目標 1:
抽出テキストのうち、「1-1|そもそもどこから残業?法定労働時間と所定労働時間」から「一般的に「残業代」というのは、この割増賃金のことを意味します。」までの部分（「一般的に「残業代」というのは、この割増賃金のことを意味します。」を含む）をそのまま再掲してください。
目標 2:
抽出テキストの「具体的には、労使間で36協定という」で始まる段落を、要点を残したまま短く書き直してください。
目標 3:
抽出テキストによると、労働基準法が法定労働時間を超える労働を禁じているにもかかわらず、実際には多くの会社が残業させているのはなぜですか。1～3文で説明してください。

1-1|そもそもどこから残業?法定労働時間と所定労働時間
決められた労働時間を超えて働くことが残業だとは何度もお伝えしていますが、そもそも決められた労働時間とは何を指すのでしょうか?
ここで覚えておいて欲しいことが『法定労働時間』と『所定労働時間』です。
法定労働時間とは?|法律で定めた労働時間
法定労働時間とは、労働基準法によって定められた労働時間のことで『1日8時間、週40時間』と決められています。
第三十二条 使用者は、労働者に、休憩時間を除き一週間について四十時間を超えて、労働させてはならない。
引用元: 労働基準法
法定労働時間を超えて働いた場合には、通常賃金に一定の料率以上の割増率を乗じた賃金(割増賃金)を支払わなければならないことが法律で定められています。
一般的に「残業代」というのは、この割増賃金のことを意味します。
所定労働時間とは?|会社ごとに設定している労働時間
所定労働時間は、労使間の雇用契約によって定められた労働時間のことを言います。
契約で定まるものであり、通常は所定労働時間も『1日8時間、週40時間』となっている会社が多いです。
1-2|残業させるには36協定が必要
上記で法定労働時間という概念を記載しましたが、法律的には法定労働時間を超えて労働をさせることは原則として違法とされています。
第三十二条 使用者は、労働者に、休憩時間を除き一週間について四十時間を超えて、労働させてはならない。
引用元: 労働基準法
上記の通り、労働基準法第32条には、「法定労働時間を超えて労働させてはならない」と書かれています。
法律は1日8時間、1週40時間を超える労働を原則として禁止しているのです。
しかし、実際には残業させている会社などいくらでもありますね。むしろ無い方が珍しいくらいです。
これは、上記原則にも例外があるからです。これは、上記原則にも例外があるからです。
具体的には、労使間で36協定という労使協定を締結することで、会社は労働者に対して法定労働時間を超えた勤務を命じることができるようになるのです。

表示された項目:
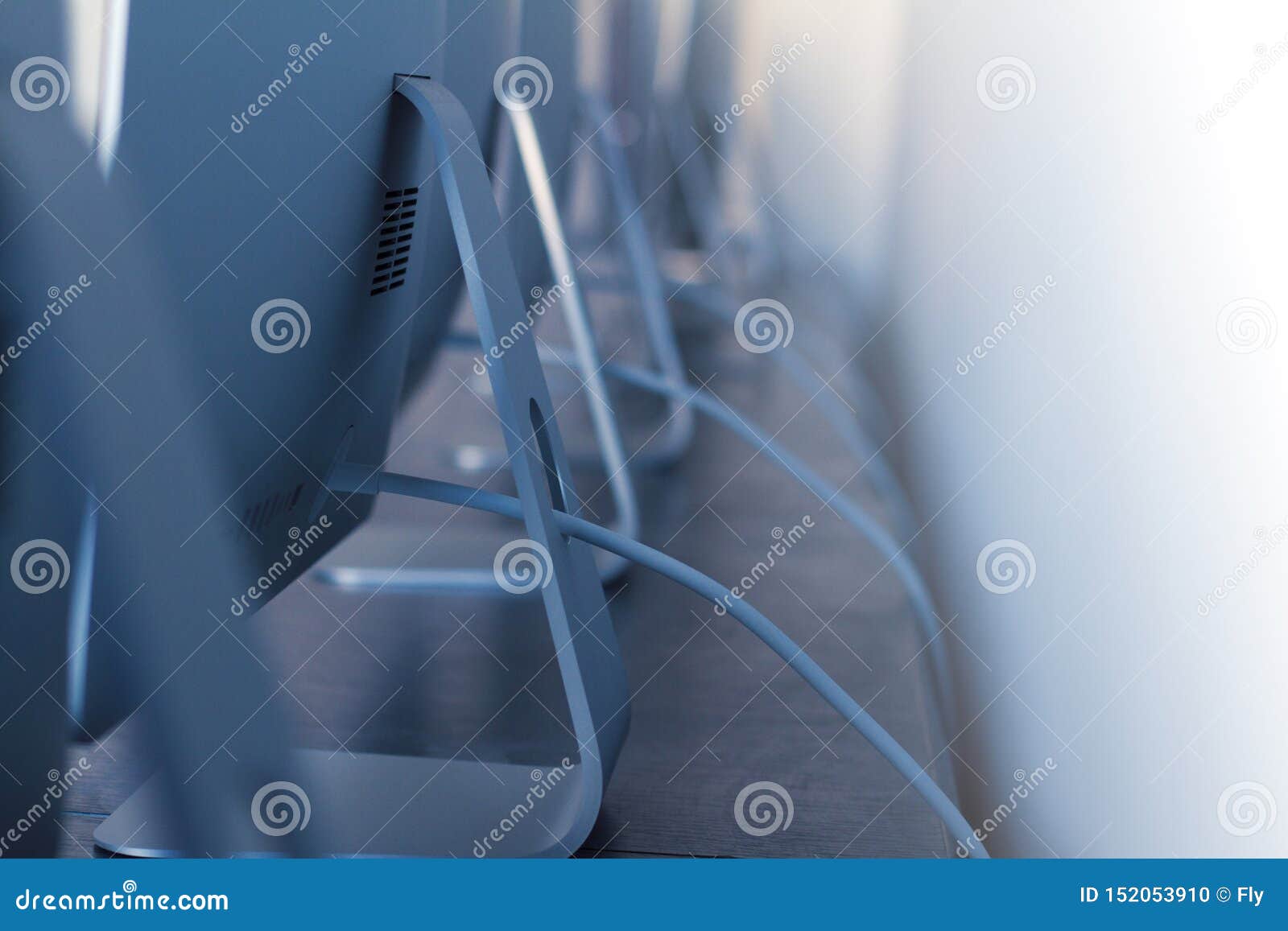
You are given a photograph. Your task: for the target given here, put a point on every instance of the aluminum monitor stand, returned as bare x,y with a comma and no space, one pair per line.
379,805
589,369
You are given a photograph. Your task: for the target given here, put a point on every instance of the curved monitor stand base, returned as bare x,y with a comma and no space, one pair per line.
377,805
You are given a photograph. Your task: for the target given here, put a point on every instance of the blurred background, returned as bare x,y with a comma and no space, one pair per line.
1034,254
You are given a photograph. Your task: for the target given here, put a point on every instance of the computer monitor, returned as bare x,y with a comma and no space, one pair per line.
287,216
481,36
217,371
295,251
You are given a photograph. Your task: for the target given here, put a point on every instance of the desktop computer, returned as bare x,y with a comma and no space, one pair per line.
254,286
300,218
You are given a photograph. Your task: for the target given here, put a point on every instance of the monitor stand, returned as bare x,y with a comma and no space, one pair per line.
378,805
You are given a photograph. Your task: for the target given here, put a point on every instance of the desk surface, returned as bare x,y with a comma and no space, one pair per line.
714,710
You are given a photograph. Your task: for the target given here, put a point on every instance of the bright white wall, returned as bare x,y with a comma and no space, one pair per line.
1113,430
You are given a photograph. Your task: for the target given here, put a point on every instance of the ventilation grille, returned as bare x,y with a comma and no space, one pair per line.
394,246
257,517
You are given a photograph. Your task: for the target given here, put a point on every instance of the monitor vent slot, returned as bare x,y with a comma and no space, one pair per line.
393,246
262,513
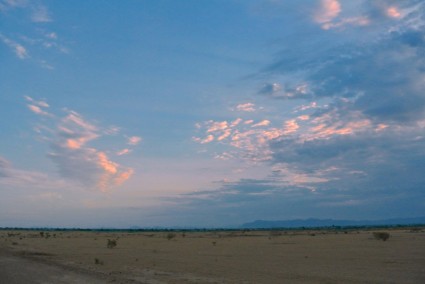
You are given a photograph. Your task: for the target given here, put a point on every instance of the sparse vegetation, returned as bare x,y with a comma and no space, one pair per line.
381,236
111,243
170,236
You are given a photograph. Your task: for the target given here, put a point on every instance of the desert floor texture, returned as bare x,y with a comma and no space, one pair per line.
293,256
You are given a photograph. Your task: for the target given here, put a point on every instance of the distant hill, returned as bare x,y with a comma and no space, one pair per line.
311,223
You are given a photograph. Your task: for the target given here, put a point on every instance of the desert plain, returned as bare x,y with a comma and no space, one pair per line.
278,256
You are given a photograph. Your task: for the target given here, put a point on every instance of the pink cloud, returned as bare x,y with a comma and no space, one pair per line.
75,159
264,122
329,9
249,107
393,12
37,110
291,126
134,140
123,152
219,125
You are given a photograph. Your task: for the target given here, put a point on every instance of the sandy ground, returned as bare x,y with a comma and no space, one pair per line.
220,257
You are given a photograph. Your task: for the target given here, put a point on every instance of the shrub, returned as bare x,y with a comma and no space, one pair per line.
170,236
98,261
111,243
381,236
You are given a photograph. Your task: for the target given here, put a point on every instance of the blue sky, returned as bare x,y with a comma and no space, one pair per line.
210,113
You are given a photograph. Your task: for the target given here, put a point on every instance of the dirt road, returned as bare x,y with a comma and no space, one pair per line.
17,270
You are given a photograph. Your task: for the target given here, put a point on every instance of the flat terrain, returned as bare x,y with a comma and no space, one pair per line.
353,256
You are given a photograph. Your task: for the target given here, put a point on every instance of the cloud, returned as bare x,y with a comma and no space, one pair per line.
264,122
134,140
328,10
69,139
280,91
123,152
19,49
40,14
248,107
12,4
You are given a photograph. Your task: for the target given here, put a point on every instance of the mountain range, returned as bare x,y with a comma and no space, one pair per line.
315,223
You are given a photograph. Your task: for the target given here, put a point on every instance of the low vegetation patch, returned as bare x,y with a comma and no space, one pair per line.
111,243
381,236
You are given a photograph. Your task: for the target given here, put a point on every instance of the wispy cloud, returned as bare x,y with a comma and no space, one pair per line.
20,51
69,138
328,10
40,14
249,107
134,140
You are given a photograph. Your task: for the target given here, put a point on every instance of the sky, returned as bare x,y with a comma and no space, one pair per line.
210,113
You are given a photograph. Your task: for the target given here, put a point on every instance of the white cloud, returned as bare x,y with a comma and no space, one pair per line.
40,14
248,107
123,152
328,10
76,160
19,50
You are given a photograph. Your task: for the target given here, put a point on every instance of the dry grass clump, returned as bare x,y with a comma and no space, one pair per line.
111,243
381,236
171,236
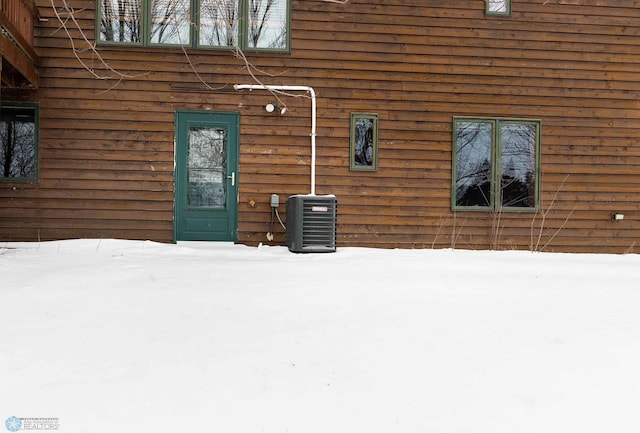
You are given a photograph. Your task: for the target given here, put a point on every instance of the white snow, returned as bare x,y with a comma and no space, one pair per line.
131,336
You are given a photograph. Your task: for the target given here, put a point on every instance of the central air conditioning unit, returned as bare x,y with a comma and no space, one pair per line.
311,223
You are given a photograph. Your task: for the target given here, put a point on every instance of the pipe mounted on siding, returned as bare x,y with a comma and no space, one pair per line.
313,117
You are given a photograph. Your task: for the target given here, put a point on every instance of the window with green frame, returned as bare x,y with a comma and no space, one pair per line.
496,164
498,7
19,142
247,24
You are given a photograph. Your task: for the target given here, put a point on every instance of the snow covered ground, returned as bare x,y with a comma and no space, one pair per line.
129,336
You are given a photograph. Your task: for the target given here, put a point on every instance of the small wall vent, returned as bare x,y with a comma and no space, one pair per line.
311,223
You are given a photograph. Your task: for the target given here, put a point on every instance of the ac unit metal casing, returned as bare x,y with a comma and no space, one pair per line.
311,223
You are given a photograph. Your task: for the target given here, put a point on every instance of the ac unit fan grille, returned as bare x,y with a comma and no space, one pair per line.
311,223
318,223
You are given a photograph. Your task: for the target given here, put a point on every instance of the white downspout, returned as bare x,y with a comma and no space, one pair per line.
313,118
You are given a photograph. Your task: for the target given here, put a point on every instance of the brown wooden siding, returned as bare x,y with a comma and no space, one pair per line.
106,146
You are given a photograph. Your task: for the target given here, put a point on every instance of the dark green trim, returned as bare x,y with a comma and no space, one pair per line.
507,12
496,164
145,29
373,118
36,118
183,120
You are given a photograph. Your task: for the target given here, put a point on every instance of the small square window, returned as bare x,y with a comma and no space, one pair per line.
18,142
498,7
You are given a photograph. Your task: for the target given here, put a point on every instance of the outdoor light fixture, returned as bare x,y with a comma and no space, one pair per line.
271,107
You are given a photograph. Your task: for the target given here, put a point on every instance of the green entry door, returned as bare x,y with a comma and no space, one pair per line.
206,203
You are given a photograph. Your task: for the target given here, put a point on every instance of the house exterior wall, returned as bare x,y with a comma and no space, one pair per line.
106,155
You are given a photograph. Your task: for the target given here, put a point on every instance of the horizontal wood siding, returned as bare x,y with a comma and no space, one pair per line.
106,145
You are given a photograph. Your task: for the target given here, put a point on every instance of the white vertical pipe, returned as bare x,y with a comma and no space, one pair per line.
313,118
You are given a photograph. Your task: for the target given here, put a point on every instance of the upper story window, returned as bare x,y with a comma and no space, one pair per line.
247,24
498,7
19,142
496,164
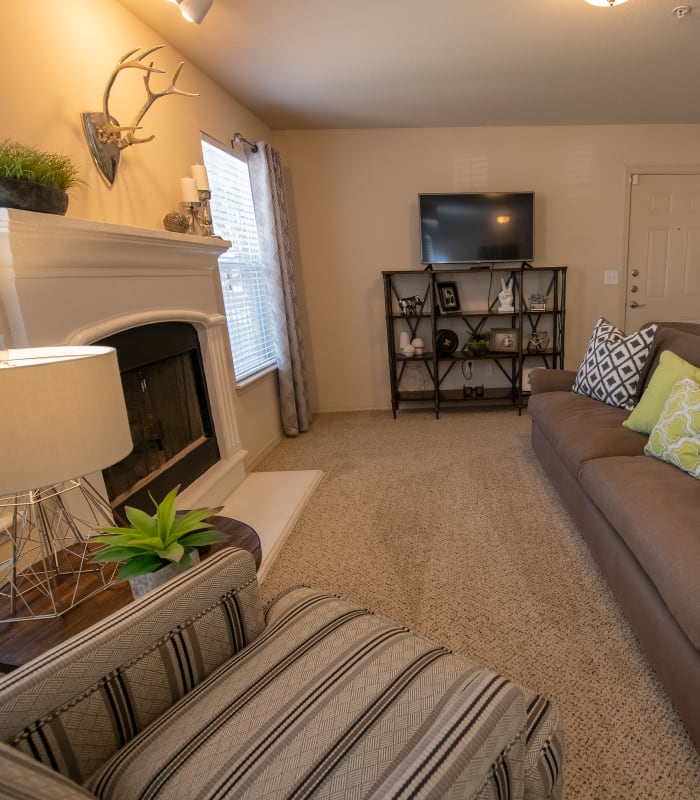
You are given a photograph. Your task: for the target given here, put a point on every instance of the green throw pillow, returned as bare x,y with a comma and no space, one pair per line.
670,370
676,436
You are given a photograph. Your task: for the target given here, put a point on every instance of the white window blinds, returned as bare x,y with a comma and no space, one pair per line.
247,309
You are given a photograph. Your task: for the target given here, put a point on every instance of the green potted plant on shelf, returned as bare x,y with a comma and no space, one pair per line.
156,547
478,342
33,180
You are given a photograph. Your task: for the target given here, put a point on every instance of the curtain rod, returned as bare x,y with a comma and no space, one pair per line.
237,139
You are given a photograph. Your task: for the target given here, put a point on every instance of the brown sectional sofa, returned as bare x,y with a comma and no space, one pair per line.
639,516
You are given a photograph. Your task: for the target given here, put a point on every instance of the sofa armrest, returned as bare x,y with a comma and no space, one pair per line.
129,668
551,380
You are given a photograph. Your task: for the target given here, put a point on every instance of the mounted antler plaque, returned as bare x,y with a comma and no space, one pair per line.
106,138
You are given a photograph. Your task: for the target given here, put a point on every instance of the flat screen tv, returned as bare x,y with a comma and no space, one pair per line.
476,227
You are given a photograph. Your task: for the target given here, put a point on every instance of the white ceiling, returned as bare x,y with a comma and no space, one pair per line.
300,64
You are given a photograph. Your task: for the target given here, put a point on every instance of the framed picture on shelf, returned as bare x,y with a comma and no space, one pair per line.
448,298
504,340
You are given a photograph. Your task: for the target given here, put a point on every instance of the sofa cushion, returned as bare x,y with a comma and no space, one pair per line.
670,370
77,704
334,701
23,778
581,429
683,340
676,436
654,508
611,367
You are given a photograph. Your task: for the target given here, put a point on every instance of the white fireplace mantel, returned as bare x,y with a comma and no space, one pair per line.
43,243
75,281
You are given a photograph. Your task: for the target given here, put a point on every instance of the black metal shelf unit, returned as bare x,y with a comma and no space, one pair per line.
535,333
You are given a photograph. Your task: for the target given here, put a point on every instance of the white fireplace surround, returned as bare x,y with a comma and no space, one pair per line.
73,281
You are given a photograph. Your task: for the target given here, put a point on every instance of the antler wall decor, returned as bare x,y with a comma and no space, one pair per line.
106,138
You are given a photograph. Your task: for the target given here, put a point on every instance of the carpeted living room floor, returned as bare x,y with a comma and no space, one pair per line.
449,526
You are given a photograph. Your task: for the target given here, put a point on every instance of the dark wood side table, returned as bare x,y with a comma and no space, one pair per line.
22,641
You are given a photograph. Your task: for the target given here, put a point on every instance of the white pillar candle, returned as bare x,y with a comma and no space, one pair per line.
201,178
188,190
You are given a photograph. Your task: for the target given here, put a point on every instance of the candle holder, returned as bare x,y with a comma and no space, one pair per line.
192,212
206,223
199,214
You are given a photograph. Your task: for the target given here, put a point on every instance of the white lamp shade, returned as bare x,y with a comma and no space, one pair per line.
194,10
62,414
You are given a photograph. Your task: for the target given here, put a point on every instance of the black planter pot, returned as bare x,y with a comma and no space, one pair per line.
30,196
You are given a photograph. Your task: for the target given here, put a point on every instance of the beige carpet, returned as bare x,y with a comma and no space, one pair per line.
450,527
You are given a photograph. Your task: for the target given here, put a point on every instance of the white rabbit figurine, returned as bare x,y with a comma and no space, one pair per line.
505,297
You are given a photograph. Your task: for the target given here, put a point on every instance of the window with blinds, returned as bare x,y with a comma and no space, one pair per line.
247,308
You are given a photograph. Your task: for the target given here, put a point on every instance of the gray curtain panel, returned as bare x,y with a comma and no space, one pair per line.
270,201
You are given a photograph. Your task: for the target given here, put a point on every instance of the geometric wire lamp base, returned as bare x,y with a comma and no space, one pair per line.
45,550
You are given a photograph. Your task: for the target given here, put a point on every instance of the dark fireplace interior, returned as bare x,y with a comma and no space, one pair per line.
169,415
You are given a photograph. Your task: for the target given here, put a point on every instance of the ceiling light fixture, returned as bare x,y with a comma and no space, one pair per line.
609,3
193,10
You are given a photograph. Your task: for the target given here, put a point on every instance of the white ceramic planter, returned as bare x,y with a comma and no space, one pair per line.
142,584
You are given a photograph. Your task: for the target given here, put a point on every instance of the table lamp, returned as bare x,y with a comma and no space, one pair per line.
63,415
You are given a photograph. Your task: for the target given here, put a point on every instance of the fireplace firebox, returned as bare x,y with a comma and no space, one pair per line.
169,414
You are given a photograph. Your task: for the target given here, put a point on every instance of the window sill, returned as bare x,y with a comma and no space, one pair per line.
251,380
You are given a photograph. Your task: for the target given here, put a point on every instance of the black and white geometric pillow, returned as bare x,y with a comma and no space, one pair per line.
610,369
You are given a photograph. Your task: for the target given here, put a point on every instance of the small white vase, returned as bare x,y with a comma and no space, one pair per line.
142,584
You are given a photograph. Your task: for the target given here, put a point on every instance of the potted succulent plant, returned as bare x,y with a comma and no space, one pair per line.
478,342
33,180
156,547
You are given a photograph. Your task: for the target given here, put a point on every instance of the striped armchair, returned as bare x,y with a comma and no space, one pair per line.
194,691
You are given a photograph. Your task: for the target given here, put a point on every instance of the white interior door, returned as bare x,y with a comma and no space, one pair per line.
663,264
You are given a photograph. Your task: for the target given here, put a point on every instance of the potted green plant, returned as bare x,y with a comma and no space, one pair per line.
156,547
33,180
478,342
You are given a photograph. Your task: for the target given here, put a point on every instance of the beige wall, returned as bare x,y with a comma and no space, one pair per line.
56,58
355,201
353,193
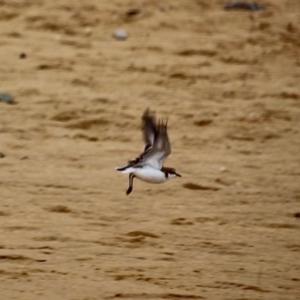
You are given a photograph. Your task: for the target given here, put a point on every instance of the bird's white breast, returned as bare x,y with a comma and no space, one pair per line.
150,175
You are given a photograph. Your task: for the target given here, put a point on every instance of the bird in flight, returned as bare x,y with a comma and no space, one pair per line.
148,166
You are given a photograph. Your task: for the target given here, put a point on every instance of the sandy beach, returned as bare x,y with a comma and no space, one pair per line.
229,83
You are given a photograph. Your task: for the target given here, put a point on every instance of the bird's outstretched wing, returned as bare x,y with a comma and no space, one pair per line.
149,128
149,131
161,148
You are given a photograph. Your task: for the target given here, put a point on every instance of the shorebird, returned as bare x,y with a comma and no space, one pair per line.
148,166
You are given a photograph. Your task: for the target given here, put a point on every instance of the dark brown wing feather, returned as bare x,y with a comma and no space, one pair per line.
149,131
149,128
161,148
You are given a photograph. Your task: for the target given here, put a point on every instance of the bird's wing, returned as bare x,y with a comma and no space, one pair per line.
149,129
161,148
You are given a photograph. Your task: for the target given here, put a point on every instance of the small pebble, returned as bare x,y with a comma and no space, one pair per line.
23,55
244,6
223,169
120,35
7,98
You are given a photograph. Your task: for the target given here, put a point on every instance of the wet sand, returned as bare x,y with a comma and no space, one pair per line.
229,83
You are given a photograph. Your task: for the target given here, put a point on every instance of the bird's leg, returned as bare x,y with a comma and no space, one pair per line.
129,190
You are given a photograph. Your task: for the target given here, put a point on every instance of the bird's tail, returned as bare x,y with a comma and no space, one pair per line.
126,169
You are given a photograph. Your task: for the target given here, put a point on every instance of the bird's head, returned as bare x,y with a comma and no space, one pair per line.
172,173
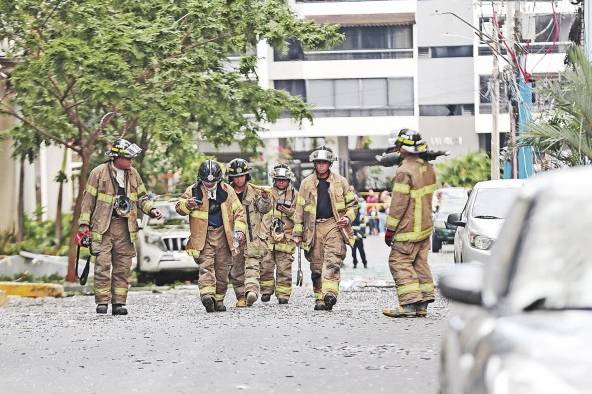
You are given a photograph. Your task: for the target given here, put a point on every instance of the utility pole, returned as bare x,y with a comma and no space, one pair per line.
495,167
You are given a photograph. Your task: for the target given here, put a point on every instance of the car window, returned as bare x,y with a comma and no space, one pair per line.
554,267
493,203
498,274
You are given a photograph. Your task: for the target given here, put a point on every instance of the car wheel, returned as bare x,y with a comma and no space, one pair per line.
436,245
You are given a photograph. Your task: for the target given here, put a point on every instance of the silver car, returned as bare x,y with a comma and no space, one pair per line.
161,247
482,218
523,322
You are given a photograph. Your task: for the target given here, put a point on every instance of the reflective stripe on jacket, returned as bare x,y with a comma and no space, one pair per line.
99,197
410,213
290,196
343,203
233,217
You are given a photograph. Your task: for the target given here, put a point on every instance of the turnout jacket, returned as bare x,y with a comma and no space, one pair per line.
255,206
343,203
410,213
286,244
99,197
233,216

完全な回答 1:
1-1|そもそもどこから残業?法定労働時間と所定労働時間
決められた労働時間を超えて働くことが残業だとは何度もお伝えしていますが、そもそも決められた労働時間とは何を指すのでしょうか?
ここで覚えておいて欲しいことが『法定労働時間』と『所定労働時間』です。
法定労働時間とは?|法律で定めた労働時間
法定労働時間とは、労働基準法によって定められた労働時間のことで『1日8時間、週40時間』と決められています。
第三十二条 使用者は、労働者に、休憩時間を除き一週間について四十時間を超えて、労働させてはならない。
引用元: 労働基準法
法定労働時間を超えて働いた場合には、通常賃金に一定の料率以上の割増率を乗じた賃金(割増賃金)を支払わなければならないことが法律で定められています。
一般的に「残業代」というのは、この割増賃金のことを意味します。

完全な回答 2:
労使間で36協定を締結すれば、会社は労働者に法定労働時間を超える勤務を命じられるようになる。

完全な回答 3:
法定労働時間を超える労働の禁止はあくまで原則であり、その原則には例外があるからです。労使間で36協定という労使協定を締結すれば、会社は労働者に法定労働時間を超えた勤務を命じられるようになります。